• TEXTE FOURNI:
┄┄┄┄┄┄

Recours aux dispositifs d’appui : « il manque le mode d’emploi »

Prestation de conseil en ressources humaines (PCRH), Afest, formation ouverte à distance (FOAD) et formation interne accompagnée… les dispositifs d’aide au développement des compétences et d’accompagnement des entreprises ne manquent pas…, mais le recours plafonne. Pourquoi ?

Du côté des entreprises d’abord, parce qu’elles tendent à se faire aider uniquement lorsqu’elles sont en difficulté, et encore en ce cas, s’adressent-elles plus souvent à un avocat qu’à un acteur de l’emploi et de la formation ! Encore une fois, les approches compétences ne sont pas spontanément perçues comme une réponse. Elles peuvent même sembler en décalage avec leur réalité immédiate, y compris lorsque cette réalité consiste en difficultés de recrutement qu’elles imputent à une « inadéquation des compétences ».

┄┄┄┄┄┄

• DONNÉES SOURCES:
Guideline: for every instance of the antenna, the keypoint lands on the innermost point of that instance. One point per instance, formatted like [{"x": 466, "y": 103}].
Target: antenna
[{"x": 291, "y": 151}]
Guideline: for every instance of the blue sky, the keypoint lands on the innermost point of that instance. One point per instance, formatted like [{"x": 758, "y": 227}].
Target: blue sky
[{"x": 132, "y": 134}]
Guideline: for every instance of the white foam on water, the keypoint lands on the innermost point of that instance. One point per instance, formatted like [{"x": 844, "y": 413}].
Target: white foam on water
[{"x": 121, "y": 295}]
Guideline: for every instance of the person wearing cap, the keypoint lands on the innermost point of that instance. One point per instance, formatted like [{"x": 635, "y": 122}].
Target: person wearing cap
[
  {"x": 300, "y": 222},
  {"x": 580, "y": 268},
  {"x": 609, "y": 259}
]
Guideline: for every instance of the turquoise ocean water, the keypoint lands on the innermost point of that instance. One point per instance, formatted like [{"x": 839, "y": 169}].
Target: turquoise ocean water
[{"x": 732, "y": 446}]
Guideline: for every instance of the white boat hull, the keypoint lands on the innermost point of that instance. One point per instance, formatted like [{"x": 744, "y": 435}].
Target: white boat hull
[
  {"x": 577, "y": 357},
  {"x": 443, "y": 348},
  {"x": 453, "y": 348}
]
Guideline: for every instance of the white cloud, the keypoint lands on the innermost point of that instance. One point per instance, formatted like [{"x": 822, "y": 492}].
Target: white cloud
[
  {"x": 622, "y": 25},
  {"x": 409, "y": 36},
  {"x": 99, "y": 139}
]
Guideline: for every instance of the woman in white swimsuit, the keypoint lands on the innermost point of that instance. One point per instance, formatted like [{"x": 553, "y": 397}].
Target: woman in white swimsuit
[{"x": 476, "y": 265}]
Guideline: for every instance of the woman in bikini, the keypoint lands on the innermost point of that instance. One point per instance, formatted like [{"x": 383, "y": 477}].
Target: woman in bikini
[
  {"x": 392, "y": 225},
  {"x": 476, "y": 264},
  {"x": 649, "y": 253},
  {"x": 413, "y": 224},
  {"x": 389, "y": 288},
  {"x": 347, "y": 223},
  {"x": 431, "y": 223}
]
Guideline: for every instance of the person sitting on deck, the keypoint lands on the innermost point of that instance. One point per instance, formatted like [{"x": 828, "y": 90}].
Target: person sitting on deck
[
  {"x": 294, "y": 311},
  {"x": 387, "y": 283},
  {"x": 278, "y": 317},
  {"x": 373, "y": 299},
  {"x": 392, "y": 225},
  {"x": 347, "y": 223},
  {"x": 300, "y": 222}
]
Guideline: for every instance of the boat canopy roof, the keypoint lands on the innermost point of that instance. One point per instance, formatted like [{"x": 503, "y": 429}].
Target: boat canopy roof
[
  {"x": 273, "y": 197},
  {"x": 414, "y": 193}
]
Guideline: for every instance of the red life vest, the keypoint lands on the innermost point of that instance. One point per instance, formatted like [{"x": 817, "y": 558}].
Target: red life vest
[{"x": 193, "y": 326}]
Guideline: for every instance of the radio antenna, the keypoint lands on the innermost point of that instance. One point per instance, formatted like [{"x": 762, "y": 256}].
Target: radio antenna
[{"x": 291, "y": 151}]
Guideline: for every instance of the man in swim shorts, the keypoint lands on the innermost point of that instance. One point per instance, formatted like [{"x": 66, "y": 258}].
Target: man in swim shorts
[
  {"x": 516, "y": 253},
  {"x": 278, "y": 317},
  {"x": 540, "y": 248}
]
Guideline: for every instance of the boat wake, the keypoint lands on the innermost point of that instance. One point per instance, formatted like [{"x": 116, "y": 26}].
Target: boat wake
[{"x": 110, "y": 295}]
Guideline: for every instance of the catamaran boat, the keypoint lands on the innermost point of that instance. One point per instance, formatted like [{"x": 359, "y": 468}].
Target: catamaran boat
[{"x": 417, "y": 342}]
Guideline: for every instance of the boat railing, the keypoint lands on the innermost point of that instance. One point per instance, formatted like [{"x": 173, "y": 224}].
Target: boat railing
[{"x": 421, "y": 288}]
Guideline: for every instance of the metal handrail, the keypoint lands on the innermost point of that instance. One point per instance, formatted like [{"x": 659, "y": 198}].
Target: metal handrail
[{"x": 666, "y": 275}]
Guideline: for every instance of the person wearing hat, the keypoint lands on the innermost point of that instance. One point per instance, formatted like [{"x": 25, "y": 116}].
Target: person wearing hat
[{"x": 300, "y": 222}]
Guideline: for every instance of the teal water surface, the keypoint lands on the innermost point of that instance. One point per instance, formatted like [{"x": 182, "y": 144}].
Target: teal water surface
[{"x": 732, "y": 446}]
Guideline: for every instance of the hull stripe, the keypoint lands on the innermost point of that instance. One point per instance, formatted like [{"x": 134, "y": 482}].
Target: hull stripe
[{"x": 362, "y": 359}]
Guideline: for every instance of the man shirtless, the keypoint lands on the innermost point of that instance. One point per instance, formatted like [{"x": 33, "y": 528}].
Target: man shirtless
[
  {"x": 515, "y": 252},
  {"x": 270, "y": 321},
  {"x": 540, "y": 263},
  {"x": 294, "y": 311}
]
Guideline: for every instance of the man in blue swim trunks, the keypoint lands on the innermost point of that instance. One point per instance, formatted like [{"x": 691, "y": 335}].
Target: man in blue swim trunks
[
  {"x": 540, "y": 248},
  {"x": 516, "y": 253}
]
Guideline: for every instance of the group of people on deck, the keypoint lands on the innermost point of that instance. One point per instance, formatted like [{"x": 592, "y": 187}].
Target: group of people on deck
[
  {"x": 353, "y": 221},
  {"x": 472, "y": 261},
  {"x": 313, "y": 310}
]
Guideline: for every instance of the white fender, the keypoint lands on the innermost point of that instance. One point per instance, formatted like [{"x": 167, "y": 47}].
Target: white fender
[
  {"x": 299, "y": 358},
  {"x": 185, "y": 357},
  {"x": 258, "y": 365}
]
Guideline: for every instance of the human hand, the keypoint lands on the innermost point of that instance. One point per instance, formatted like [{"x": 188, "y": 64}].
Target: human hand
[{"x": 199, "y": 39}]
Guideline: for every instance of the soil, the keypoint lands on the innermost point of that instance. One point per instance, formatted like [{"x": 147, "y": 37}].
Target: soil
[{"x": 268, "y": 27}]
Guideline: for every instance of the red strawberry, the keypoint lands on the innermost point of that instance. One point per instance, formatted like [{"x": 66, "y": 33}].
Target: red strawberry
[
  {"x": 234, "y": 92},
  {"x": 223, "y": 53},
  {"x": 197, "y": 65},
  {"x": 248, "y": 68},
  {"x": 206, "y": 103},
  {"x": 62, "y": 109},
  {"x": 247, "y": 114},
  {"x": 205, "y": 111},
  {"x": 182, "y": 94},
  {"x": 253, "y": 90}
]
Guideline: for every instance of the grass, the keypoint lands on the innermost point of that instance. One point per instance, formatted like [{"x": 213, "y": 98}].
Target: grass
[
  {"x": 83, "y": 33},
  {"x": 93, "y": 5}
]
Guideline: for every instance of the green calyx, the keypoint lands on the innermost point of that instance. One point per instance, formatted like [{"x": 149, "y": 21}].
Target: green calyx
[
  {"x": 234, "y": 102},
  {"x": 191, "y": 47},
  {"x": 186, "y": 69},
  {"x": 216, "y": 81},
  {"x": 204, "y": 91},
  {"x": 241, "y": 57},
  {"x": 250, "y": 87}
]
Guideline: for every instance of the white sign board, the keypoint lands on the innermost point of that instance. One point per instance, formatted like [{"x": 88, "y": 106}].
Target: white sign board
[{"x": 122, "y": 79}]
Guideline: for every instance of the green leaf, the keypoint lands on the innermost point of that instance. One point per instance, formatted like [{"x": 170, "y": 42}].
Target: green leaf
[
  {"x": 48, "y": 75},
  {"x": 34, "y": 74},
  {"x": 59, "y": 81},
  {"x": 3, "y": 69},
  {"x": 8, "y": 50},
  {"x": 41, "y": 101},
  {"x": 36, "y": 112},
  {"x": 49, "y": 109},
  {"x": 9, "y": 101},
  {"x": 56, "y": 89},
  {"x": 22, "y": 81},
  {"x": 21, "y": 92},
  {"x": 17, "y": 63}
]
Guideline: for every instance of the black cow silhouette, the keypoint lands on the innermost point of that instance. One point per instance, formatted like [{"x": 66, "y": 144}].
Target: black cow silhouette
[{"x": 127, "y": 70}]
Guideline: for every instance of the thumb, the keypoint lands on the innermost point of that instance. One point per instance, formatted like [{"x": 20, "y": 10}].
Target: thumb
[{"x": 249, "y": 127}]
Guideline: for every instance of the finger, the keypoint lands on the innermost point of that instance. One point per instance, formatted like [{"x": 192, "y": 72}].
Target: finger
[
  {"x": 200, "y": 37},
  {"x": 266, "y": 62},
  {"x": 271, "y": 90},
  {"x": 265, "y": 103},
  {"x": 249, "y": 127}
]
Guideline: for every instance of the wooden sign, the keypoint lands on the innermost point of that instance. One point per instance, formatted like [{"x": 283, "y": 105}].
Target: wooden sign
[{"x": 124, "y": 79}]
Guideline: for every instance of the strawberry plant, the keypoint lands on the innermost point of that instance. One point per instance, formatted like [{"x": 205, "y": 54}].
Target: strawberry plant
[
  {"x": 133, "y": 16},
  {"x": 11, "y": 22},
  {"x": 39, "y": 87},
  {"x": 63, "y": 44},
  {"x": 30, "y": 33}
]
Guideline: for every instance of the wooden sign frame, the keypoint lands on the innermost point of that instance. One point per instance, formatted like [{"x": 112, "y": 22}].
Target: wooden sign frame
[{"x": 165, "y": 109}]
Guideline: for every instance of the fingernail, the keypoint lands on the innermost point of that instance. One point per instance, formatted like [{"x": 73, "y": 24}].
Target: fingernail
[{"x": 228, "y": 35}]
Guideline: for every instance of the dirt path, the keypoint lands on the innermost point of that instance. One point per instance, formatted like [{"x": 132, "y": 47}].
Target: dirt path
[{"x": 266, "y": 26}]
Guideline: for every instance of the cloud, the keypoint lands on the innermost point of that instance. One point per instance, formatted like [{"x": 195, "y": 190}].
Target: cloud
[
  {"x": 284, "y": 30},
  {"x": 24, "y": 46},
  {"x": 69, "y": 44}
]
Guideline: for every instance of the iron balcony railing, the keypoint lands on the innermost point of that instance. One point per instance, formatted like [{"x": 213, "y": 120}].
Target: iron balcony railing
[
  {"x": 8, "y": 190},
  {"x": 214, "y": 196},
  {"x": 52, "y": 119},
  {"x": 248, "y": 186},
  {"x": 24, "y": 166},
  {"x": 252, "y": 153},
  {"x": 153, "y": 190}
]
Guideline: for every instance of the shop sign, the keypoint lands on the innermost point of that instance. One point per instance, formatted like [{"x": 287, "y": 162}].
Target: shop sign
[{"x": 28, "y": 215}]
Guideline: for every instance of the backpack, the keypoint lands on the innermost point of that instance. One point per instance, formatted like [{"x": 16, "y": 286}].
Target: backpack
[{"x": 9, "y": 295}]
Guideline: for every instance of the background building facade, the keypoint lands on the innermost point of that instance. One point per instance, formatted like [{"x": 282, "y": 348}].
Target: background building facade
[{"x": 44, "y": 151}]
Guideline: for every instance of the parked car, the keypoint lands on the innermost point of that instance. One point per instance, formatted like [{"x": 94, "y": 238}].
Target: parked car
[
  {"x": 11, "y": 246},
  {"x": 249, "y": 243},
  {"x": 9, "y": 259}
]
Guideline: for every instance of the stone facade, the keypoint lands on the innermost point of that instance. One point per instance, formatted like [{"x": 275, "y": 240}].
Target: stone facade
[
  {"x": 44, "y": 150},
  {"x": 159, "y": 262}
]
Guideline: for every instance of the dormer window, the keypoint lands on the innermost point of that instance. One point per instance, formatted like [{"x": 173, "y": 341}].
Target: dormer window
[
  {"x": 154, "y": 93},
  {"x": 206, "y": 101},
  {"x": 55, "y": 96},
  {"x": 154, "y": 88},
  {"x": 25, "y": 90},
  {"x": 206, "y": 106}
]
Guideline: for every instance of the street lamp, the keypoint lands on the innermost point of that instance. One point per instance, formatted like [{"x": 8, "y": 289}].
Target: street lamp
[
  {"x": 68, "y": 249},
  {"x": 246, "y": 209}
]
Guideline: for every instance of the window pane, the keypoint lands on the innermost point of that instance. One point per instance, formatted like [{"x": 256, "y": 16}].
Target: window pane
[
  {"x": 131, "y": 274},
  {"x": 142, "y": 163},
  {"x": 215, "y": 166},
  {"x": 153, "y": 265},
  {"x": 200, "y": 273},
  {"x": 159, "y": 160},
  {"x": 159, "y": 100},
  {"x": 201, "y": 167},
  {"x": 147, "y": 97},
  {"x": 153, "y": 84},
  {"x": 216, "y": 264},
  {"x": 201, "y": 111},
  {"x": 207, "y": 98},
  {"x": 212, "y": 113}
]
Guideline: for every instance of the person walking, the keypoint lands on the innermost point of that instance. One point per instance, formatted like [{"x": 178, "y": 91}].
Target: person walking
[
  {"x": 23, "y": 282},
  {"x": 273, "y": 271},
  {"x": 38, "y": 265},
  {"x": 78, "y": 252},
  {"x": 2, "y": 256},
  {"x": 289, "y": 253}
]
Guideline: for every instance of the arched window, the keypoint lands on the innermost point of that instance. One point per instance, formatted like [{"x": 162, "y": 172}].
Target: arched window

┄┄┄┄┄┄

• VOTRE TÂCHE:
Recopiez à l’identique le passage du texte sur le recours aux dispositifs d’appui qui commence aux mots « Prestation de conseil » et s’arrête après « recours plafonne. Pourquoi ? ».

• RÉSULTAT ATTENDU:
Prestation de conseil en ressources humaines (PCRH), Afest, formation ouverte à distance (FOAD) et formation interne accompagnée… les dispositifs d’aide au développement des compétences et d’accompagnement des entreprises ne manquent pas…, mais le recours plafonne. Pourquoi ?